● What you are asked to do:
For the data below, report only the number of lines containing the string "glow".

*** Opening Supplied records ***

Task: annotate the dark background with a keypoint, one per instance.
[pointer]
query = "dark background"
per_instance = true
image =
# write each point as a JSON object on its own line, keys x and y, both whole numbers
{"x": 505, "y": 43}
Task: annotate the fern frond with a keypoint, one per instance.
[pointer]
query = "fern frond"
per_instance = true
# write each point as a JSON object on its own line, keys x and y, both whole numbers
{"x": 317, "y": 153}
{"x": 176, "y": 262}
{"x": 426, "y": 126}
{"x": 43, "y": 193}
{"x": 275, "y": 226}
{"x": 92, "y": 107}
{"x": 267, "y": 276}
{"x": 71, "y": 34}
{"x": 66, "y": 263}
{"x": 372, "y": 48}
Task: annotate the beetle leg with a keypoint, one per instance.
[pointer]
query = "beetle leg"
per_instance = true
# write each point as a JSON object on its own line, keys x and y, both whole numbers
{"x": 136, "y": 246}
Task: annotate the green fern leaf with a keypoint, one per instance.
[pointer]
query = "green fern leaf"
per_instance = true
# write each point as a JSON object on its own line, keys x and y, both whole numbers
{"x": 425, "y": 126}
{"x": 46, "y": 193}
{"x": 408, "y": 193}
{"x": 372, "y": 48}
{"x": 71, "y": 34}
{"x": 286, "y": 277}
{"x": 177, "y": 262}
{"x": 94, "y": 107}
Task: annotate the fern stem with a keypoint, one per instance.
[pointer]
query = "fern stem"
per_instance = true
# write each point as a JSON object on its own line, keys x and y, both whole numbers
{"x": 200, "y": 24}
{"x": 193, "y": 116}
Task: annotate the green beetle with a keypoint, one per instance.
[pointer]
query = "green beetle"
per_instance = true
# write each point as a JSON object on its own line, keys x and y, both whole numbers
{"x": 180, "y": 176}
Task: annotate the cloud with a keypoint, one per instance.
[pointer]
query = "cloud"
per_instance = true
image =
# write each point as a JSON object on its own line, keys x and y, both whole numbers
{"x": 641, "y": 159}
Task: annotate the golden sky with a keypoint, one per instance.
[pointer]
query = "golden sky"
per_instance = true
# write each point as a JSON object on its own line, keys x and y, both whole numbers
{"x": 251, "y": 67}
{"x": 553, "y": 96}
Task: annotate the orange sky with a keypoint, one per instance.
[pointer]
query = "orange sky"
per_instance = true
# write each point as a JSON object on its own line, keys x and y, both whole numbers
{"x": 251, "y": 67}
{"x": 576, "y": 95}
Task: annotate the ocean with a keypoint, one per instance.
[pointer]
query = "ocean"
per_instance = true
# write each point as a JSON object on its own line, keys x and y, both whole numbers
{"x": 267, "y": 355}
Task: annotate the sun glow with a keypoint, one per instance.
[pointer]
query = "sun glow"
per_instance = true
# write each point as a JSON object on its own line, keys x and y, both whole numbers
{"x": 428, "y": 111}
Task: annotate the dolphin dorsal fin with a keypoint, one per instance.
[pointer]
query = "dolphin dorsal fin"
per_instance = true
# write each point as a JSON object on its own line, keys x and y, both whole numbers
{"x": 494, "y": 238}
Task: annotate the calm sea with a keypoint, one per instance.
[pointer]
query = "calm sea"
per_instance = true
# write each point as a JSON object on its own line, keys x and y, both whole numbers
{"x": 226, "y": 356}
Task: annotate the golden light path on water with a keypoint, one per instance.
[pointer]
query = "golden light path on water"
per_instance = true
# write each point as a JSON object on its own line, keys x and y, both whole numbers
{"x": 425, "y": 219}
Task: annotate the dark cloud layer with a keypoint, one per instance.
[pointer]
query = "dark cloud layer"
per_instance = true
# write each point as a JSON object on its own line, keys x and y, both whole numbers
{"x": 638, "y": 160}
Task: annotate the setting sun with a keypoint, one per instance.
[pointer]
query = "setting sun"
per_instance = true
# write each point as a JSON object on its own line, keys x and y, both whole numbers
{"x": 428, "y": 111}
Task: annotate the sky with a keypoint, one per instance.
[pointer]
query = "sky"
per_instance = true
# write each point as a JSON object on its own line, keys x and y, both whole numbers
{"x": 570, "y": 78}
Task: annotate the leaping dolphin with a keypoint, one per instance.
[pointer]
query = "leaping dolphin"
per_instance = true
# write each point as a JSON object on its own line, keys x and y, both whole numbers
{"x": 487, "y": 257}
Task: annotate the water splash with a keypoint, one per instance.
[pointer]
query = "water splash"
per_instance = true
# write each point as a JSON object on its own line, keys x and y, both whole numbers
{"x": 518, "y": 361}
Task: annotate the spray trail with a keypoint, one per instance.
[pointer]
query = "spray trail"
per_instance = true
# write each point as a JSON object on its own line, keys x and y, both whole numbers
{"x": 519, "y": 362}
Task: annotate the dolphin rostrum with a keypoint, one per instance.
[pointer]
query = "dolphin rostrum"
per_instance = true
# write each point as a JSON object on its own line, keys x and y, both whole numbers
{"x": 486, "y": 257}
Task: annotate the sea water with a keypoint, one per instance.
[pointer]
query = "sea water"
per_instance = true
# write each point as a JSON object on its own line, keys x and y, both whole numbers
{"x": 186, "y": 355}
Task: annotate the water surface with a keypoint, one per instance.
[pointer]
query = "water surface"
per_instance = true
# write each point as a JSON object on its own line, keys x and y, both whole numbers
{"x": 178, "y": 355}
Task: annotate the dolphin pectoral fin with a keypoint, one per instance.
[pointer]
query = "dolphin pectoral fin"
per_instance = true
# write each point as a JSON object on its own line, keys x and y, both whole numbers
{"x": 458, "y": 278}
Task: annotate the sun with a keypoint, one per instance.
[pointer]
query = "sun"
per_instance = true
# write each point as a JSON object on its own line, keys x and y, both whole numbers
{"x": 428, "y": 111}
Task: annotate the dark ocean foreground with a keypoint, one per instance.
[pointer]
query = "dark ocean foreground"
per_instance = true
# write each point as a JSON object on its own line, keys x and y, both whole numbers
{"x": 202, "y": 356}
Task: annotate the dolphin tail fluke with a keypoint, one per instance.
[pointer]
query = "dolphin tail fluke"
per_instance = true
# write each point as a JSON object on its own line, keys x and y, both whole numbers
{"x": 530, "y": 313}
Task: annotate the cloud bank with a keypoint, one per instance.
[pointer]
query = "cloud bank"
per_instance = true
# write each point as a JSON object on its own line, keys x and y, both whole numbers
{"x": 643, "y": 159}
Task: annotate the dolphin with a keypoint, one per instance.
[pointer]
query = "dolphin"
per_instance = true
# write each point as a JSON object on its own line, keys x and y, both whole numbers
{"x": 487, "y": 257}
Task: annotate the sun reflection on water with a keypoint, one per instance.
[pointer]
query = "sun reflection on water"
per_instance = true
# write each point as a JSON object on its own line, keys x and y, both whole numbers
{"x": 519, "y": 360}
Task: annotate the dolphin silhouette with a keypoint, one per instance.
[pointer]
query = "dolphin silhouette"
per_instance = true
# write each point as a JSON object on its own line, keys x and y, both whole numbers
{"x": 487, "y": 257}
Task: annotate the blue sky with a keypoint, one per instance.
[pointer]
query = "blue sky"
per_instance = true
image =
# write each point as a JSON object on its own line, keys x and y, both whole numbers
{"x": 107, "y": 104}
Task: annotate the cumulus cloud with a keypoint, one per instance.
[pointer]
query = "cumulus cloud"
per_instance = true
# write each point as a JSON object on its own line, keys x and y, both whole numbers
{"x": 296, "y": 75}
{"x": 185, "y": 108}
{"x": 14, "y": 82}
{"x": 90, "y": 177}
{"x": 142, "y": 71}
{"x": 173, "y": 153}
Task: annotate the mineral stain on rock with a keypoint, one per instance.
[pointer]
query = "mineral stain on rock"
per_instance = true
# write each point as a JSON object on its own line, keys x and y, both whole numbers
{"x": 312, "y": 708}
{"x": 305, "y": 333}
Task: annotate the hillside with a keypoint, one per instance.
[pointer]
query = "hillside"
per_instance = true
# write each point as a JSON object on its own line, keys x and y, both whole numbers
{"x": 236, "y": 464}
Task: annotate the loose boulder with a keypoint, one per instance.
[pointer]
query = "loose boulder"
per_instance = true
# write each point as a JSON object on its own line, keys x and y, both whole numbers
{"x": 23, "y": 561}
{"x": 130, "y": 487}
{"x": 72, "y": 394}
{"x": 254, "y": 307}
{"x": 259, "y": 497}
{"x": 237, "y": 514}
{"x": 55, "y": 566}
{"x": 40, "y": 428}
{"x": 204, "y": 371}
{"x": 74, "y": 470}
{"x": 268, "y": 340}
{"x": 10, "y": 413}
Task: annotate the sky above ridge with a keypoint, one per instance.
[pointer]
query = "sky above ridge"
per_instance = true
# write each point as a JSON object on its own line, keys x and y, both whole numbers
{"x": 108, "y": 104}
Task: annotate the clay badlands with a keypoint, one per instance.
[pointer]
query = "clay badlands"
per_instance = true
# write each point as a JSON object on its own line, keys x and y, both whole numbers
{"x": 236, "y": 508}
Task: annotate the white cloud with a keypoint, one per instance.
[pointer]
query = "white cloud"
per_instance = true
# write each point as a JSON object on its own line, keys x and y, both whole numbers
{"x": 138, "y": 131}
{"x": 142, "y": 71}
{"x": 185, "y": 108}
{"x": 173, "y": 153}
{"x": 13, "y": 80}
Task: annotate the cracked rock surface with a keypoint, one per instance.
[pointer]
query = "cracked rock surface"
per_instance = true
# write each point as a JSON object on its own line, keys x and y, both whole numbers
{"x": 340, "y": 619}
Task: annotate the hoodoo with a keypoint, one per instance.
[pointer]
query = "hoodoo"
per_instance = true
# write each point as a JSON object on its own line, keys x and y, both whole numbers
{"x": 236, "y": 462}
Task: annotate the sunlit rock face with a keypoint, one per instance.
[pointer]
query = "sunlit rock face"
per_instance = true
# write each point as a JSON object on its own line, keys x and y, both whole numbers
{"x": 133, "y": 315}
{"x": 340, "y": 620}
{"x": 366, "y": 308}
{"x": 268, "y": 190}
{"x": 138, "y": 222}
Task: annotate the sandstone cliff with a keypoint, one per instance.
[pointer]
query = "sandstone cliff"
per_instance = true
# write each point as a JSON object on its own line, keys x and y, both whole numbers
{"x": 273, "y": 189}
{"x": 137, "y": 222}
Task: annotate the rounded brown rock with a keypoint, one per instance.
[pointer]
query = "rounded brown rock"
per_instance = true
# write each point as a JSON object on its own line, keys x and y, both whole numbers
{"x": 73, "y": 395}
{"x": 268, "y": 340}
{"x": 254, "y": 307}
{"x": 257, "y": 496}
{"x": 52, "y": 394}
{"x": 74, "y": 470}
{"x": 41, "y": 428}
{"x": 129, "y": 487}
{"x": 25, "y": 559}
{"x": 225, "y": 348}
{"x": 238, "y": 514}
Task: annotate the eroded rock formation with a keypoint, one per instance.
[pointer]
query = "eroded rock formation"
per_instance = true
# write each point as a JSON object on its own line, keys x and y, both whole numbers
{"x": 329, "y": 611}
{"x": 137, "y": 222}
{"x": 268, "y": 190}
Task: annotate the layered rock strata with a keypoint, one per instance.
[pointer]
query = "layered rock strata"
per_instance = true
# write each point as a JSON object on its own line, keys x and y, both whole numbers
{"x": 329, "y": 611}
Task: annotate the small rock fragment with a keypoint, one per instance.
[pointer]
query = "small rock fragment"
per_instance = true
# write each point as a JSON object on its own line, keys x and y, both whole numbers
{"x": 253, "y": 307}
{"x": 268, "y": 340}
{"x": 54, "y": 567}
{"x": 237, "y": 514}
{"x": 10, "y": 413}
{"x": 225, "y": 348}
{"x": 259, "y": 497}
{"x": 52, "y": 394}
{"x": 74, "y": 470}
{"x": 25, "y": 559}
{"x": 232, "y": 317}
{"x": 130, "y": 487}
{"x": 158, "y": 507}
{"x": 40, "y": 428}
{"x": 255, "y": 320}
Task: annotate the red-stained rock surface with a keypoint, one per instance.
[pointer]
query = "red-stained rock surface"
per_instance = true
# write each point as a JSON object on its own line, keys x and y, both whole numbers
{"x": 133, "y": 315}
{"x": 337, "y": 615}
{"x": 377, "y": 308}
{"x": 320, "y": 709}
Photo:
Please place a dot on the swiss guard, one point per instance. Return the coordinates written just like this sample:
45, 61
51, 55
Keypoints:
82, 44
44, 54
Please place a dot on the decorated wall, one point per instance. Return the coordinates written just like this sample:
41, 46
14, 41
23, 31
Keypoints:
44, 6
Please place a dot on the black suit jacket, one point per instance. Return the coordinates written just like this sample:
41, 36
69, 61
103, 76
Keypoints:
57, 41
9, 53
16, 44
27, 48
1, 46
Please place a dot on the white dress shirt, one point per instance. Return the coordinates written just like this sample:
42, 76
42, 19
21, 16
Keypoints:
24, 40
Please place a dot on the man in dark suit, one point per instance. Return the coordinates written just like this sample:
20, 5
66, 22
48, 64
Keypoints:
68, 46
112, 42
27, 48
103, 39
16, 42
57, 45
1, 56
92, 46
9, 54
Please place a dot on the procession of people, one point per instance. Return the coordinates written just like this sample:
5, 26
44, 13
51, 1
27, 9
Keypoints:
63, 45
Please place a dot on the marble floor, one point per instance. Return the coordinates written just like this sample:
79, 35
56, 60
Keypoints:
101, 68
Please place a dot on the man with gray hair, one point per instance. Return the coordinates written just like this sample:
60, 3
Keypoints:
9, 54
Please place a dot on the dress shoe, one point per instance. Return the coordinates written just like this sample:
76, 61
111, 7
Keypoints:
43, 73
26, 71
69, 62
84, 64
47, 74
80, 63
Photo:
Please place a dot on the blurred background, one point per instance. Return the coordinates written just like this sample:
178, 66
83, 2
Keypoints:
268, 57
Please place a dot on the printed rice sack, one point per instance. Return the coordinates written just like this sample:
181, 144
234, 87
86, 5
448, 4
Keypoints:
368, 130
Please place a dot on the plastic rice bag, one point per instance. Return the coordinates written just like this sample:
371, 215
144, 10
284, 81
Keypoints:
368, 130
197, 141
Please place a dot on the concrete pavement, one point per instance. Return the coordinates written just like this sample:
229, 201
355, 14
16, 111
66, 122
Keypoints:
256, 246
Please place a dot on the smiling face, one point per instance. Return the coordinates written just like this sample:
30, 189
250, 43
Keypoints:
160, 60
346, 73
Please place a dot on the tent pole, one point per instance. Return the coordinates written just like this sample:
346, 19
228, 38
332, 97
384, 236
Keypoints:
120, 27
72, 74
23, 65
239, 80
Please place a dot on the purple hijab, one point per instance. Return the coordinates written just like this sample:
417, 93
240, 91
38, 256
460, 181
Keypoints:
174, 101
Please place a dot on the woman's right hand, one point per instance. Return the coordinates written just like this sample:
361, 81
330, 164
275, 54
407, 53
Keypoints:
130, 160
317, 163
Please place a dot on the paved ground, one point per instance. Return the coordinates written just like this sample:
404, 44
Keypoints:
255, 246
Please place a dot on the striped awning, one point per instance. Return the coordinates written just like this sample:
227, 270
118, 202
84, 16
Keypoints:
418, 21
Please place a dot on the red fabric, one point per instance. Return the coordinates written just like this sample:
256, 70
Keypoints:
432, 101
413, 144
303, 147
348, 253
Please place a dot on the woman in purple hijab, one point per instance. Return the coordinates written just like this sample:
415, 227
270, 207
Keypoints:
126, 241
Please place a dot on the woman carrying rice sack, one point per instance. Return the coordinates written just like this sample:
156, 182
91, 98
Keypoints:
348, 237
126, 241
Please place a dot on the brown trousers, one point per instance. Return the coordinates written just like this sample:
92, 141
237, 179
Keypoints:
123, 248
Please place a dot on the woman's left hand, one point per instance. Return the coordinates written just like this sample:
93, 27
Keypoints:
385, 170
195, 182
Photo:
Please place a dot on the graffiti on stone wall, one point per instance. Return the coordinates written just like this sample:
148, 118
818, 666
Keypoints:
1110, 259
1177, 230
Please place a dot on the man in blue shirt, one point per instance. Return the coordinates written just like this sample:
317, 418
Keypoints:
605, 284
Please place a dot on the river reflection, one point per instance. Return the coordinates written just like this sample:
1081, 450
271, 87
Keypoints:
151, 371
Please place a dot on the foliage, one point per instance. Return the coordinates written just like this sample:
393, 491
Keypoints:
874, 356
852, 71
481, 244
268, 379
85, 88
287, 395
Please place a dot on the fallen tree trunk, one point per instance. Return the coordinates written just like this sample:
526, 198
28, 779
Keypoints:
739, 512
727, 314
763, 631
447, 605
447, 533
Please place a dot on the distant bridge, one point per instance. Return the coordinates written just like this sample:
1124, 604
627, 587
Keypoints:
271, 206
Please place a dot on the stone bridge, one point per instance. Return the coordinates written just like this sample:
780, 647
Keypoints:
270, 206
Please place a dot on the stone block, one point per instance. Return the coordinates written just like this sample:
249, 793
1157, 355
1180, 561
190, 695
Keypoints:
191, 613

*** Closing Supplied records ***

● Response area:
2